**EXERCISE TASK:**
Pull out every line in the records below that contains the string "nose", with case counting in the match. Copy each such line in full.

**DATA SUPPLIED:**
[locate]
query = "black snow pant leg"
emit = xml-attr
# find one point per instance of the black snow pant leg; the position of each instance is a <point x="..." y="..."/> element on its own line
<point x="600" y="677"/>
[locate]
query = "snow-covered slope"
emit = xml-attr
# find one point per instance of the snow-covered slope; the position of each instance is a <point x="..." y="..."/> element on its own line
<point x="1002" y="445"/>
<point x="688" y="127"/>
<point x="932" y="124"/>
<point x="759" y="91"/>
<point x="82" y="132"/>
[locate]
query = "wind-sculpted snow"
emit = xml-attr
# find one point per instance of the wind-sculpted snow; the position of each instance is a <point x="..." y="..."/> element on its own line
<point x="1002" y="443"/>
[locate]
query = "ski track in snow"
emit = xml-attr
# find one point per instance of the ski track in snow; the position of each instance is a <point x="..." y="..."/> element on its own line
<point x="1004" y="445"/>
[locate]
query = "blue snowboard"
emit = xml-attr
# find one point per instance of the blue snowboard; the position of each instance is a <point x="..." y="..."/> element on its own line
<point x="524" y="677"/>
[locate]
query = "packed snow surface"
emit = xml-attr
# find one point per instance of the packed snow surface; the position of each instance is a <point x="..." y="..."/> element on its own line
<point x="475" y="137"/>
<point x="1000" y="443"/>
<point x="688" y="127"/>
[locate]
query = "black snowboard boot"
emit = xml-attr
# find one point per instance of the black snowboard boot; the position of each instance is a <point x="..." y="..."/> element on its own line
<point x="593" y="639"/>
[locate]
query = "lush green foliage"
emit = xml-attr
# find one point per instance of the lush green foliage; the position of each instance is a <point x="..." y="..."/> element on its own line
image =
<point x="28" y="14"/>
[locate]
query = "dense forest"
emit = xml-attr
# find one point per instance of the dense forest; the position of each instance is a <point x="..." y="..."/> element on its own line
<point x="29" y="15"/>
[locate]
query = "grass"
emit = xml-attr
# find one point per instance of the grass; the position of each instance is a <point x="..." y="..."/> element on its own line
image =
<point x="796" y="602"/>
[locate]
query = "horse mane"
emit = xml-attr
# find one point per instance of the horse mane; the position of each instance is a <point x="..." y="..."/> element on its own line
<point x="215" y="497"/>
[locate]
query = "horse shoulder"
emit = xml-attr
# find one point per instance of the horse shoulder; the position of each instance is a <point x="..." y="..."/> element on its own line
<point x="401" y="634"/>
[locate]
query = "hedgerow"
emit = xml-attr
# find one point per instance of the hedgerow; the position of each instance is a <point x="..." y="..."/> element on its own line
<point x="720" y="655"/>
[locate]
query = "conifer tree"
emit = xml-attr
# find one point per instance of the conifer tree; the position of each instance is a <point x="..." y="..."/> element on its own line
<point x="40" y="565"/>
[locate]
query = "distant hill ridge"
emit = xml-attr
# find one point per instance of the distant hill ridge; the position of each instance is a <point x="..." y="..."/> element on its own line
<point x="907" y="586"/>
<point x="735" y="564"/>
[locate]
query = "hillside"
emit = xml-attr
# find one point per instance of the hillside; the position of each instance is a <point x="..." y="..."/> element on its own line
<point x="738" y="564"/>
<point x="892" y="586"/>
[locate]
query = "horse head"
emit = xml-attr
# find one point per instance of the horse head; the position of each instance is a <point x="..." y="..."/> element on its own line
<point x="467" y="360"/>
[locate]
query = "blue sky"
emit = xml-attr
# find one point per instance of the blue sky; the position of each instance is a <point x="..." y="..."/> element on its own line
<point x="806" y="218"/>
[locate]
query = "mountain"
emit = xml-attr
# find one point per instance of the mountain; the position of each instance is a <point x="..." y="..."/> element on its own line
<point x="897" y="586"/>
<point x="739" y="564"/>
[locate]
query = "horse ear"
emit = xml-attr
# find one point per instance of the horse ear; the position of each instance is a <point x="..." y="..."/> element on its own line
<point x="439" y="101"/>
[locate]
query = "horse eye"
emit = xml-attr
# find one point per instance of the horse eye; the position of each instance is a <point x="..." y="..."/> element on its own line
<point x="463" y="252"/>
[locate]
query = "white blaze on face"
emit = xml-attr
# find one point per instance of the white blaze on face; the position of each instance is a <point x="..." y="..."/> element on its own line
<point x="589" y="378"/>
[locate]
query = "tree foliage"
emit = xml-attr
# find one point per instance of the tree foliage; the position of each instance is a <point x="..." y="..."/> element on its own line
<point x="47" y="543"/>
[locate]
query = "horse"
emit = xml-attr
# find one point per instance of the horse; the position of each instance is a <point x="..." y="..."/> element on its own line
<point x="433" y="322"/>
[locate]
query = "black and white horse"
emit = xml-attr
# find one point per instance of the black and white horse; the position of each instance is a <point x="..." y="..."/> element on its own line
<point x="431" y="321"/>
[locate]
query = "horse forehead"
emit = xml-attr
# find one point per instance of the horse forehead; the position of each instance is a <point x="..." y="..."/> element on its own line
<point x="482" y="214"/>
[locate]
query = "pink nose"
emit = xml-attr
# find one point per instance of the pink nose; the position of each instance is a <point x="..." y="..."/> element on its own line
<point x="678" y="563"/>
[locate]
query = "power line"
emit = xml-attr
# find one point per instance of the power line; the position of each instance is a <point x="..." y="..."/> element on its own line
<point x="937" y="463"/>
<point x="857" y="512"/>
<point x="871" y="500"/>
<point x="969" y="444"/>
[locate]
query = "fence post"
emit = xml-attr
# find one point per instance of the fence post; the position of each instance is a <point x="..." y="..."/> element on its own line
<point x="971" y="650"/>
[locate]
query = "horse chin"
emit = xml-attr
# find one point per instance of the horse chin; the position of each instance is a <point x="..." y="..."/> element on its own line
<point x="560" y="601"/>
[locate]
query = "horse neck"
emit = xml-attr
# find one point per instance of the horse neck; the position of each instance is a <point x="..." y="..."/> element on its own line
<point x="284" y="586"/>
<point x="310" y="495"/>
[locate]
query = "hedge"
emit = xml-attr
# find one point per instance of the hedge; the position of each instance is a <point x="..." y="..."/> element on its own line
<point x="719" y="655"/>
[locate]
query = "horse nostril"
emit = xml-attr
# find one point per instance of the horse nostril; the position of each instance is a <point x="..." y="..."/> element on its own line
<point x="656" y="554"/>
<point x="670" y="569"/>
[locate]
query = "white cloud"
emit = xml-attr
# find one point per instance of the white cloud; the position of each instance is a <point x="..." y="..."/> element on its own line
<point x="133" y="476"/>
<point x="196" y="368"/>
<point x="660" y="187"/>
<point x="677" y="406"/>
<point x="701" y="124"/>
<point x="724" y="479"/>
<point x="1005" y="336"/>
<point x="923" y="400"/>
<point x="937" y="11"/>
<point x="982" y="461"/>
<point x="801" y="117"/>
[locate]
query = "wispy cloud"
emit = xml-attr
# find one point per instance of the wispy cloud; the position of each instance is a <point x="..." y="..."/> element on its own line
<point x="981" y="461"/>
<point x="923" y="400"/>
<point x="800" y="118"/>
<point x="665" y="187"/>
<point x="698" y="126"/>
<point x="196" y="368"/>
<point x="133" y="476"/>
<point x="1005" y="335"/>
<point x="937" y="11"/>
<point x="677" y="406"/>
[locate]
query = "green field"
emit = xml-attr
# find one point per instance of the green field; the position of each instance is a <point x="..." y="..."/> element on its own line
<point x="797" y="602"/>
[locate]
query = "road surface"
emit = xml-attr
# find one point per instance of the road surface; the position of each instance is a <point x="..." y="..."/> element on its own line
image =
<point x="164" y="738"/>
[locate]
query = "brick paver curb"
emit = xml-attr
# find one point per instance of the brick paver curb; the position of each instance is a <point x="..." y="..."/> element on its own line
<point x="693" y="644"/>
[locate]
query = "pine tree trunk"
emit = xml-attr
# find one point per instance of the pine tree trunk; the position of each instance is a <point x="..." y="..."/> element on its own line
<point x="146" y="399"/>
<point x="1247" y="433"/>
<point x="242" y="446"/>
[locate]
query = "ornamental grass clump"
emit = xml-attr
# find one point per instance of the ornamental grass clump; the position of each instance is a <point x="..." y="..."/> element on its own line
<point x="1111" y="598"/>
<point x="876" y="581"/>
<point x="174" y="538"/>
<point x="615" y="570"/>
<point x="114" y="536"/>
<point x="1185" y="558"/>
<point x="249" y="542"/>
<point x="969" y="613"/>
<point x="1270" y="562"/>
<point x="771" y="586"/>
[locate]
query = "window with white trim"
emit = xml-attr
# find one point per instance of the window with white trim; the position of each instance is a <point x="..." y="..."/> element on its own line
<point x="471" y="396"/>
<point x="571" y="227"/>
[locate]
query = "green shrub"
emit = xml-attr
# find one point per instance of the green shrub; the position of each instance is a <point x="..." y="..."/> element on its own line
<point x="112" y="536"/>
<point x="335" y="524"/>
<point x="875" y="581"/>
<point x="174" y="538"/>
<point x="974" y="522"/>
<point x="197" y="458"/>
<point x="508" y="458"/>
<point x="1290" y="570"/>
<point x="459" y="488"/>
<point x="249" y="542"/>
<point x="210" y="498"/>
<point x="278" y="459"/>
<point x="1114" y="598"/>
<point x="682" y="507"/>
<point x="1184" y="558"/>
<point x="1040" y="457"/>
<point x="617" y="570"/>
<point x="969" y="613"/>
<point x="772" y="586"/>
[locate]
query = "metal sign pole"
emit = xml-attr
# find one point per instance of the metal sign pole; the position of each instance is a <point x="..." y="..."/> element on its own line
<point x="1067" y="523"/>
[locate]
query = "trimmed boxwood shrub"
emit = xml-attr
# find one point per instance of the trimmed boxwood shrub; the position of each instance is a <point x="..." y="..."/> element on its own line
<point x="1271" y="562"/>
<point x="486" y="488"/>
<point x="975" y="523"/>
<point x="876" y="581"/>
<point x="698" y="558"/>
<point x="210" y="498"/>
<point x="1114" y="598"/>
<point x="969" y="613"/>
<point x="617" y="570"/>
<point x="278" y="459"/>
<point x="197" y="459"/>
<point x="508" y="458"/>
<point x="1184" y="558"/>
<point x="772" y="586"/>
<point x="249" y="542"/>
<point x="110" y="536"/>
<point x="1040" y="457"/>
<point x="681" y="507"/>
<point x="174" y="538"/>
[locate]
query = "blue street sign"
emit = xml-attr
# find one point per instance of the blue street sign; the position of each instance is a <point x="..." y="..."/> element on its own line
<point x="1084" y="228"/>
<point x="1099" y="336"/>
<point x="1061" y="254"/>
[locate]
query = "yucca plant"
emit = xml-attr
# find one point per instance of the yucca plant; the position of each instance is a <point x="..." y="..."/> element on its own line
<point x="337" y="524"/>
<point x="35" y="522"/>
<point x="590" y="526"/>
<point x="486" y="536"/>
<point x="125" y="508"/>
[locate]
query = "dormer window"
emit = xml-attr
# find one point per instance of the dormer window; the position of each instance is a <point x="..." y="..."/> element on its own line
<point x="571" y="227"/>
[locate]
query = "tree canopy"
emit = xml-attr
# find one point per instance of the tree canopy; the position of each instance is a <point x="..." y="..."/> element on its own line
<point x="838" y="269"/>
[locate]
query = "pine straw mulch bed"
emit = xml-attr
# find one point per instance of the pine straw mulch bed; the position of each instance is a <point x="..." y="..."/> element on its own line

**ANSWER TO THE PROBLEM:**
query = "pink nose"
# find one point per instance of the pink nose; the position of each instance is a <point x="..." y="..."/> element on its own line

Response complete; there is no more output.